══ SUPPLIED RECORDS ══

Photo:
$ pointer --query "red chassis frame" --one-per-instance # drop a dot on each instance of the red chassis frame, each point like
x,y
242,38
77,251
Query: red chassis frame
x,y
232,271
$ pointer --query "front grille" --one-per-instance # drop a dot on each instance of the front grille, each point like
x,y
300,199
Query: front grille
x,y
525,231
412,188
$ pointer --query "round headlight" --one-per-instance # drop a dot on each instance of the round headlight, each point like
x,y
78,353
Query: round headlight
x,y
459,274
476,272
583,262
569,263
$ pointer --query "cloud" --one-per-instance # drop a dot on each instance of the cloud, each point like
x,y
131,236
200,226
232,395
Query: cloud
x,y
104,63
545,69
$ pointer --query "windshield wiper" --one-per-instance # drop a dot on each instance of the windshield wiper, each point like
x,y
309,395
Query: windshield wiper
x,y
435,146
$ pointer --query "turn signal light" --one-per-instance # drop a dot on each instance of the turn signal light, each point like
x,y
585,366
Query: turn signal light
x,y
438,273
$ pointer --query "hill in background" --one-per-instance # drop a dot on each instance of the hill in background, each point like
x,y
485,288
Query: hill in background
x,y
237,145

═══

-- TASK GOAL --
Rewrite all of the rows above as one numbered list of lines, leaving out any blank lines.

-- REPLY --
1. Photo:
2. $ pointer --query "red chassis frame" --one-per-instance # drop a dot on each instance of the red chassis frame, each point like
3. x,y
4. 242,38
5. 77,251
6. Query: red chassis frame
7. x,y
8. 232,271
9. $ pointer --query "front grille" --one-per-instance # drop a dot on each instance of the front grille, each point like
10. x,y
11. 300,199
12. Query: front grille
13. x,y
14. 525,231
15. 412,188
16. $ pointer --query "round headlight" --one-per-instance # drop a dot on each instance of the round headlight, each point like
17. x,y
18. 78,353
19. Query: round headlight
20. x,y
21. 459,274
22. 476,272
23. 583,262
24. 569,263
25. $ pointer --query "cloud" --one-per-instance # drop a dot on each instance of the cloud, each point like
26. x,y
27. 131,236
28. 200,226
29. 232,395
30. Query: cloud
31. x,y
32. 104,63
33. 545,69
34. $ pointer --query "windshield wiper" --one-per-instance # drop a dot on each instance of the windshield wiper, each point like
35. x,y
36. 309,395
37. Query: windshield wiper
38. x,y
39. 435,146
40. $ pointer --query "turn signal light" --one-per-instance # drop a dot on each instance of the turn signal light, each point like
41. x,y
42. 585,366
43. Query: turn signal light
44. x,y
45. 438,273
46. $ pointer --query "hill in background" --one-per-instance # drop a dot on each instance of the hill in background, each point like
47. x,y
48. 485,288
49. Query: hill in background
50. x,y
51. 237,145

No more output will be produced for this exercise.